----- Material for this exercise -----
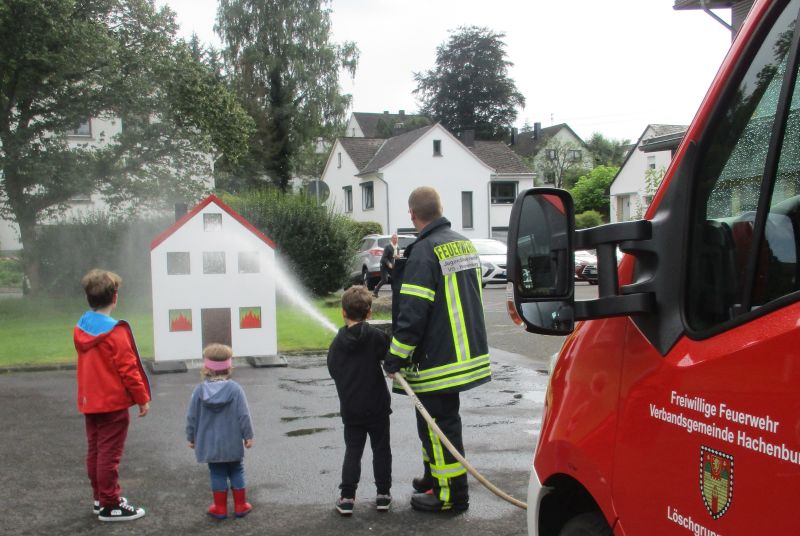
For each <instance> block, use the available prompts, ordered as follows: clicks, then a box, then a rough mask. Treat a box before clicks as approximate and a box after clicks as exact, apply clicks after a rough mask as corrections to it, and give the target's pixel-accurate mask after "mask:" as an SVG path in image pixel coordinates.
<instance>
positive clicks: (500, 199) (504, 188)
mask: <svg viewBox="0 0 800 536" xmlns="http://www.w3.org/2000/svg"><path fill="white" fill-rule="evenodd" d="M516 198H517V182H516V181H509V182H493V183H492V204H495V205H511V204H513V203H514V200H515V199H516Z"/></svg>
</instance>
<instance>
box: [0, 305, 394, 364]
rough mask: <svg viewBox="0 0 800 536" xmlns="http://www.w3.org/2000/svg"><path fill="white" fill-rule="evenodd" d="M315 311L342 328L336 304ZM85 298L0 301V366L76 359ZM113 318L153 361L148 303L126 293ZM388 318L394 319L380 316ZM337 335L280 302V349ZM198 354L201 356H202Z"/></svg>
mask: <svg viewBox="0 0 800 536" xmlns="http://www.w3.org/2000/svg"><path fill="white" fill-rule="evenodd" d="M314 305H315V306H316V308H317V309H318V310H319V311H320V312H321V313H322V314H324V315H325V316H326V317H327V318H329V319H330V320H331V321H332V322H333V323H334V325H335V326H337V327H338V326H341V325H342V316H341V309H340V308H339V306H338V305H331V300H330V299H329V300H327V302H326V300H316V301H315V302H314ZM86 309H87V306H86V301H85V300H84V299H82V298H80V299H79V298H74V299H67V298H63V299H55V298H22V299H3V300H0V367H7V366H16V365H50V364H60V363H71V362H73V361H74V360H75V348H74V346H73V345H72V328H73V327H74V326H75V323H76V322H77V320H78V318H80V316H81V315H82V314H83V312H84V311H86ZM114 317H115V318H118V319H125V320H127V321H128V322H130V324H131V326H132V327H133V334H134V336H135V337H136V344H137V345H138V347H139V352H140V353H141V355H142V357H144V358H152V357H153V317H152V314H151V311H150V304H149V303H137V302H136V301H128V302H126V301H125V296H124V294H123V295H122V299H121V300H120V305H119V307H118V308H117V310H116V311H115V312H114ZM375 317H376V318H384V319H386V318H389V315H386V314H384V315H377V314H376V315H375ZM333 335H334V334H333V333H332V332H331V331H329V330H328V329H326V328H324V327H323V326H321V325H319V324H318V323H316V322H315V321H314V320H312V319H310V318H309V317H308V316H307V315H306V314H305V313H303V312H302V311H301V310H300V309H298V308H295V307H293V306H291V305H288V304H283V303H281V302H280V300H279V301H278V351H279V352H293V351H319V352H323V351H326V350H327V349H328V345H330V343H331V340H333ZM198 353H199V352H198Z"/></svg>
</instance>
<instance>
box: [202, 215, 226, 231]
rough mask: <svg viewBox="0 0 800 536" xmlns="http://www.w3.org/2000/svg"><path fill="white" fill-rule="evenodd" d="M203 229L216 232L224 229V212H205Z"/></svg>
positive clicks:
-----
Work request: Every line in the data above needs to be given again exactly, pictures aside.

Task output:
For each <instance> block, use the available prompts, ordered as follows: clicks, then a box, then a rough mask. Treat a box before clicks as approximate and a box after clicks as exact, apply clicks after a rough mask as corrections to it, and give the target's pixel-accurate mask after "mask:" as an SVG path in image pixel coordinates.
<instance>
positive clicks: (500, 199) (504, 188)
mask: <svg viewBox="0 0 800 536" xmlns="http://www.w3.org/2000/svg"><path fill="white" fill-rule="evenodd" d="M516 198H517V182H516V181H509V182H493V183H492V204H495V205H511V204H513V203H514V200H515V199H516Z"/></svg>
</instance>
<instance>
box: [0, 305, 394, 364]
rough mask: <svg viewBox="0 0 800 536" xmlns="http://www.w3.org/2000/svg"><path fill="white" fill-rule="evenodd" d="M315 311L342 328L336 304ZM85 298L0 301V366L76 359ZM113 318L153 361L148 303L126 293ZM388 318L394 319L380 316ZM337 335L280 302V349ZM198 354L201 356H202Z"/></svg>
mask: <svg viewBox="0 0 800 536" xmlns="http://www.w3.org/2000/svg"><path fill="white" fill-rule="evenodd" d="M314 305H315V306H316V308H317V309H318V310H319V311H320V312H321V313H322V314H324V315H325V316H326V317H327V318H329V319H330V320H331V321H332V322H333V323H334V325H335V326H337V327H338V326H341V325H342V316H341V309H340V308H339V306H338V305H331V300H330V299H329V300H327V302H326V300H316V301H315V302H314ZM86 309H87V306H86V301H85V300H84V299H82V298H80V299H79V298H74V299H67V298H63V299H55V298H22V299H3V300H0V367H7V366H16V365H50V364H60V363H71V362H73V361H74V360H75V348H74V346H73V345H72V328H73V327H74V326H75V323H76V322H77V320H78V318H80V316H81V315H82V314H83V312H84V311H86ZM114 317H115V318H118V319H125V320H127V321H128V322H130V324H131V326H132V327H133V334H134V336H135V337H136V344H137V345H138V347H139V352H140V353H141V355H142V357H144V358H152V357H153V317H152V314H151V311H150V304H149V303H137V302H136V301H128V302H126V301H125V296H124V294H123V295H122V299H121V300H120V305H119V307H118V308H117V310H116V311H115V312H114ZM375 317H376V318H384V319H386V318H389V315H386V314H384V315H377V314H376V315H375ZM333 335H334V334H333V333H332V332H331V331H329V330H328V329H326V328H324V327H323V326H321V325H319V324H318V323H316V322H315V321H314V320H312V319H310V318H309V317H308V316H307V315H306V314H305V313H303V312H302V311H301V310H300V309H298V308H295V307H293V306H291V305H288V304H283V303H281V302H280V300H279V301H278V351H279V352H293V351H319V352H323V351H326V350H327V349H328V345H330V343H331V340H333ZM198 353H199V352H198Z"/></svg>
</instance>
<instance>
box: [202, 215, 226, 231]
rough mask: <svg viewBox="0 0 800 536" xmlns="http://www.w3.org/2000/svg"><path fill="white" fill-rule="evenodd" d="M203 229L216 232L224 229V212H205Z"/></svg>
positive clicks:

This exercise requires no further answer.